| YOUR ASSIGNMENT |
Would you please write out every record exactly?

*** Block opens ***

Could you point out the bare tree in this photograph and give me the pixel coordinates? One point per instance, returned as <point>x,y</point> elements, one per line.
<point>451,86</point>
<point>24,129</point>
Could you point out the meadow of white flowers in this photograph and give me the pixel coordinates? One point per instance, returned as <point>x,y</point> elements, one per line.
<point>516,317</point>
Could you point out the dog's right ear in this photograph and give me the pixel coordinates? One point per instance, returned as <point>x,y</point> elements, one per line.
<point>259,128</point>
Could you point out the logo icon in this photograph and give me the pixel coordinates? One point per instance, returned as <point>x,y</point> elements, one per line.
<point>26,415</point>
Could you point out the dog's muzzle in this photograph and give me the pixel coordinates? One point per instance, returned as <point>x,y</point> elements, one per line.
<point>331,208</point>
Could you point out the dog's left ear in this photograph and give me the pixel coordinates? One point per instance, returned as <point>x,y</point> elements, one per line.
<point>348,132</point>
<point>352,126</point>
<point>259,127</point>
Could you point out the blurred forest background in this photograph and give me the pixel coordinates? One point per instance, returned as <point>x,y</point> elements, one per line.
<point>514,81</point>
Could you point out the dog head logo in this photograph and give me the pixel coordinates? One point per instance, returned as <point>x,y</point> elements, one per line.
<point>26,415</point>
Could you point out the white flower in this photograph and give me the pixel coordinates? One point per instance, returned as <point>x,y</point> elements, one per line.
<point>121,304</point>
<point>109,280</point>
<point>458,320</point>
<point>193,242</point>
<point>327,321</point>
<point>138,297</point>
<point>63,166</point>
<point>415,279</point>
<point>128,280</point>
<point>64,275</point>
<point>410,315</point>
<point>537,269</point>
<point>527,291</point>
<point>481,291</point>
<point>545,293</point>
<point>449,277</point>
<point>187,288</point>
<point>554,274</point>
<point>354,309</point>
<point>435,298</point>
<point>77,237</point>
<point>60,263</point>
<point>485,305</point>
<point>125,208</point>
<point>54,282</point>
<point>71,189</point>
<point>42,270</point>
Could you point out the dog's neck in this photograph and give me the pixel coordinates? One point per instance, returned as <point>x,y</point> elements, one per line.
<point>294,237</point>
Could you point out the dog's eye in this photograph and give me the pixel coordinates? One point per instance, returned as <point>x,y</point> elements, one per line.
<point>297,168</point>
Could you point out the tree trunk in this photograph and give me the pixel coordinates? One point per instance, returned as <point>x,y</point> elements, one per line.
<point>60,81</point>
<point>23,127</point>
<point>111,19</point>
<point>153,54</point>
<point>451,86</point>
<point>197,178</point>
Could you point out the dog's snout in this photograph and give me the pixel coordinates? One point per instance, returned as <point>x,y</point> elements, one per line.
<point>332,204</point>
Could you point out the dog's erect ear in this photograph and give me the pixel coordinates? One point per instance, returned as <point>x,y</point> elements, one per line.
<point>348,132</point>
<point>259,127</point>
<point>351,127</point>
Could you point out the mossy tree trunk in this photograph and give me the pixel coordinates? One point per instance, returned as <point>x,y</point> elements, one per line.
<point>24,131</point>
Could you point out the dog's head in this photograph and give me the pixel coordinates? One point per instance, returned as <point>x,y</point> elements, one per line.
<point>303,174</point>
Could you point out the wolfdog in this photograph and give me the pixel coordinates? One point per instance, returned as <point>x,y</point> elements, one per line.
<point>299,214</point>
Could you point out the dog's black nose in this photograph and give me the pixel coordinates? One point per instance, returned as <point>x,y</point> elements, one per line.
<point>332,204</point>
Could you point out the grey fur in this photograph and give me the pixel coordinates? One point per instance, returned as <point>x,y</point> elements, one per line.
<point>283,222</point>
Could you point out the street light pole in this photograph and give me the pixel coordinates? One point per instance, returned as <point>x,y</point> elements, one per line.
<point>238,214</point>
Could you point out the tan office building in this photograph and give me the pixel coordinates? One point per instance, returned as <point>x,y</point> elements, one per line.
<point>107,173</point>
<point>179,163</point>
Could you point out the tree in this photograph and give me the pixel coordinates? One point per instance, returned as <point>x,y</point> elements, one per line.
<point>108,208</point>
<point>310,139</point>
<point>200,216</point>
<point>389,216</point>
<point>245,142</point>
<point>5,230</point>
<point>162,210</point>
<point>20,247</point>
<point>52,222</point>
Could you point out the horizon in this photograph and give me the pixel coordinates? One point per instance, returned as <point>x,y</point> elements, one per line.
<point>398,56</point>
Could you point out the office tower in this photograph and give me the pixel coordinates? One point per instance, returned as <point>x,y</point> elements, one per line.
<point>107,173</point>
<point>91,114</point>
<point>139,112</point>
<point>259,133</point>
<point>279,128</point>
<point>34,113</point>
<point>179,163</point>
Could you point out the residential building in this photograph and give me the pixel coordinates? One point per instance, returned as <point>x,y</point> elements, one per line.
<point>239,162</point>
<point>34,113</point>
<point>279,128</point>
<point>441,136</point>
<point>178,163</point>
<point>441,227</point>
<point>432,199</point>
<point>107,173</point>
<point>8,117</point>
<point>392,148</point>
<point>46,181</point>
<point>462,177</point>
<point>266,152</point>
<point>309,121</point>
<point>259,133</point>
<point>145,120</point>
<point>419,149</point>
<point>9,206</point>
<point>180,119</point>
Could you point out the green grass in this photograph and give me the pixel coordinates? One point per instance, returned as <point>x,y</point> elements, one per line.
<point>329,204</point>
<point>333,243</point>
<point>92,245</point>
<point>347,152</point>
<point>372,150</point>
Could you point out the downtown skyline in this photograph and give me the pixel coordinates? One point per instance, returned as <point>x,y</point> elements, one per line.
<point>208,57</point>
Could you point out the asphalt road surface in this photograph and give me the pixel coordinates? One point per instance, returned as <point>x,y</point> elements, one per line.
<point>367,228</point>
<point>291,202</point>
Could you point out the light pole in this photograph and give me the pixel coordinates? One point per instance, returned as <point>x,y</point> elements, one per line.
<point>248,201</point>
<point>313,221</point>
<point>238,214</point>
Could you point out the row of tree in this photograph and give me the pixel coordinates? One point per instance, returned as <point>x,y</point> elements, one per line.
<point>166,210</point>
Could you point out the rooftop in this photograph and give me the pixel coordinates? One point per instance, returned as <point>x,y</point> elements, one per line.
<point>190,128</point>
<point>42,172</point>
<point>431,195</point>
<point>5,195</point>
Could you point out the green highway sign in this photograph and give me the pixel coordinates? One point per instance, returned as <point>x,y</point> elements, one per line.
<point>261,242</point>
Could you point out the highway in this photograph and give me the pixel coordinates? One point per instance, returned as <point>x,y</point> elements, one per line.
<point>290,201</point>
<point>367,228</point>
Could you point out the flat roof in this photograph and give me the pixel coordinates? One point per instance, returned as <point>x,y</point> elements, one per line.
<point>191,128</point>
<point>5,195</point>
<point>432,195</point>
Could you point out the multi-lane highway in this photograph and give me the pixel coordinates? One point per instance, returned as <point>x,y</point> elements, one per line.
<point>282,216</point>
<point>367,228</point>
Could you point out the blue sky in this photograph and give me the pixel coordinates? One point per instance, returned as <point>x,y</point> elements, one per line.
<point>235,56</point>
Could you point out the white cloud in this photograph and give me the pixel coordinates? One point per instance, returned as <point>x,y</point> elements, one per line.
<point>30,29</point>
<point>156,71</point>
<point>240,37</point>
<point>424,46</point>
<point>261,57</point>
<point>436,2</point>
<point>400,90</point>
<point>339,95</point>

*** Block closes ***

| COMPLETED EXERCISE |
Could you point out the bare tree in this photograph and give me the pixel coordinates? One point per instance, returned as <point>x,y</point> elements, one per line.
<point>451,86</point>
<point>24,129</point>
Could you point out the meadow of white flowers in this photograph and give me the pixel coordinates? One point per instance, returned as <point>x,y</point> elements, one per line.
<point>516,317</point>
Could you point out the dog's right ear in this photograph and give me the pixel coordinates? One point per instance, returned as <point>x,y</point> elements, one per line.
<point>259,128</point>
Could you point out the logo icon in this photograph and give me the pixel coordinates? One point per instance, returned as <point>x,y</point> elements, one per line.
<point>26,415</point>
Could you point out the dog's muzzle in this photograph and give me the pixel coordinates? One point per instance, returned as <point>x,y</point> elements, one per line.
<point>331,208</point>
Could you point out the dog's left ear in this photograph and give me the pixel coordinates? One point per instance, returned as <point>x,y</point> elements, one per line.
<point>348,132</point>
<point>352,126</point>
<point>259,127</point>
Could you point out the blurred forest background in this photograph and give me the pixel coordinates? One point per instance, returned as <point>x,y</point> elements, one per line.
<point>514,81</point>
Could you point out the dog head logo in this photograph and give me the pixel coordinates? One point per instance, returned as <point>x,y</point> elements, one per line.
<point>26,415</point>
Could you point out the white flower in this photograph and give me the pixel coordinates? One point per instance, returned as <point>x,y</point> elements, one per line.
<point>121,304</point>
<point>109,280</point>
<point>458,320</point>
<point>193,242</point>
<point>327,321</point>
<point>138,297</point>
<point>63,166</point>
<point>415,279</point>
<point>128,280</point>
<point>64,275</point>
<point>410,315</point>
<point>537,269</point>
<point>527,291</point>
<point>481,291</point>
<point>545,293</point>
<point>449,277</point>
<point>187,288</point>
<point>554,274</point>
<point>354,309</point>
<point>435,298</point>
<point>77,237</point>
<point>60,263</point>
<point>485,305</point>
<point>125,208</point>
<point>54,282</point>
<point>71,189</point>
<point>42,270</point>
Could you point out the dog's neck in this photograph and give me the pixel coordinates? One point per instance, returned as <point>x,y</point> elements, one per line.
<point>294,237</point>
Could you point out the dog's eye in this photograph and give me the pixel coordinates? One point per instance, returned as <point>x,y</point> elements, one per line.
<point>297,168</point>
Could you point out the tree trunk in this photograph and give me the pixel coordinates? One point per instance, returned as <point>x,y</point> elements, one per line.
<point>60,81</point>
<point>23,127</point>
<point>111,19</point>
<point>153,54</point>
<point>451,86</point>
<point>197,178</point>
Could you point out the dog's snout in this photograph and give me the pixel coordinates? One point per instance, returned as <point>x,y</point> elements, one per line.
<point>332,204</point>
Could you point out the dog's erect ear in this photograph and give me the pixel coordinates? One point per instance, returned as <point>x,y</point> elements, one per line.
<point>348,132</point>
<point>259,127</point>
<point>351,127</point>
Could you point out the mossy tree trunk in this photograph and give me the pixel coordinates? One point per instance, returned as <point>x,y</point> elements, one per line.
<point>24,131</point>
Could you point out the dog's head in this photograph and give me the pixel coordinates? One point per instance, returned as <point>x,y</point> elements, one per line.
<point>303,174</point>
Could you point out the wolfdog in this photograph and give me the pixel coordinates? One point per instance, returned as <point>x,y</point> elements, one per line.
<point>299,214</point>
Could you point out the dog's black nose in this photograph and give me the pixel coordinates? One point per instance, returned as <point>x,y</point> elements, one per line.
<point>332,204</point>
Could you point out the grey fur in this photograph and give me the pixel coordinates? One point per instance, returned as <point>x,y</point> elements, one per line.
<point>283,222</point>
Could you point out the street light pole in this photograph and give me the pixel coordinates? One point per instance, returned as <point>x,y</point> elements, one per line.
<point>238,214</point>
Could you point out the tan office building in this photograph and give me the pixel coordinates? One point per instance, returned as <point>x,y</point> elements, one per line.
<point>107,173</point>
<point>179,163</point>
Could you point out the tree in this photograph and give me the pixel coordinates? One point per instance, returned as <point>x,y</point> elements, one per line.
<point>108,208</point>
<point>310,139</point>
<point>200,216</point>
<point>389,216</point>
<point>245,142</point>
<point>5,230</point>
<point>162,210</point>
<point>20,247</point>
<point>52,222</point>
Could you point out the horizon in this photograph and give me the pixel coordinates? One point per instance, returned as <point>x,y</point> elements, one per line.
<point>398,56</point>
Could you point out the office tower in this photograph and give me the pixel coordinates? One point per instance, returned as <point>x,y</point> elements, one per line.
<point>107,173</point>
<point>91,114</point>
<point>139,112</point>
<point>259,133</point>
<point>279,128</point>
<point>34,113</point>
<point>179,163</point>
Could you point out the residential building in this photograph and give me the pixel coordinates? One point per instance, returned as <point>x,y</point> elements, one per line.
<point>239,162</point>
<point>34,113</point>
<point>279,128</point>
<point>441,136</point>
<point>178,163</point>
<point>441,227</point>
<point>432,199</point>
<point>107,173</point>
<point>8,117</point>
<point>392,148</point>
<point>46,181</point>
<point>462,177</point>
<point>266,152</point>
<point>309,121</point>
<point>259,133</point>
<point>145,120</point>
<point>419,149</point>
<point>9,206</point>
<point>180,119</point>
Could you point out the green grass in this photograph and give me the pixel coordinates? One point per instance, returned as <point>x,y</point> elements, one per line.
<point>329,204</point>
<point>333,243</point>
<point>92,245</point>
<point>347,152</point>
<point>372,150</point>
Could you point out the downtown skyline in this photograph and give me the pixel coordinates? One point per instance, returned as <point>x,y</point> elements, one per line.
<point>208,57</point>
Could you point out the asphalt road surface in this photograph and give me the pixel coordinates? One point per instance, returned as <point>x,y</point> elements, one per line.
<point>367,228</point>
<point>291,202</point>
Could you point out the light pole in this photograph and give me the pixel coordinates? One point per instance, returned as <point>x,y</point> elements, one per line.
<point>248,201</point>
<point>313,221</point>
<point>238,214</point>
Could you point out the row of tree in this photograph and give me the pixel coordinates? One point per instance, returned as <point>x,y</point> elements, one per line.
<point>166,210</point>
Could you point out the rooftop in this photograph and give me the pixel coordinates? One point per instance, returned as <point>x,y</point> elements, one per line.
<point>190,128</point>
<point>42,172</point>
<point>431,195</point>
<point>5,195</point>
Could you point out the green highway sign in this photograph and give me the pixel coordinates? One point per instance, returned as <point>x,y</point> elements, one per line.
<point>261,242</point>
Could you point out the highway in this photograph and give me the pixel coordinates? One point per instance, returned as <point>x,y</point> elements, one per line.
<point>290,201</point>
<point>367,228</point>
Could you point out the flat roof in this photograph and give me the pixel coordinates? One point per instance, returned as <point>x,y</point> elements, one per line.
<point>191,128</point>
<point>5,195</point>
<point>432,195</point>
Could you point out the multi-lane highway in this photograph and give me the pixel coordinates? One point per instance, returned as <point>x,y</point> elements, one per line.
<point>282,216</point>
<point>367,228</point>
Could you point out the blue sky in this photograph and give me the pixel coordinates? One point per instance, returned as <point>x,y</point> elements, one per line.
<point>235,56</point>
Could you point out the white cloud in this photograph and give me the pixel coordinates? One point per instance, returned as <point>x,y</point> elements, one per line.
<point>30,29</point>
<point>156,71</point>
<point>240,37</point>
<point>424,46</point>
<point>261,57</point>
<point>436,2</point>
<point>400,90</point>
<point>339,95</point>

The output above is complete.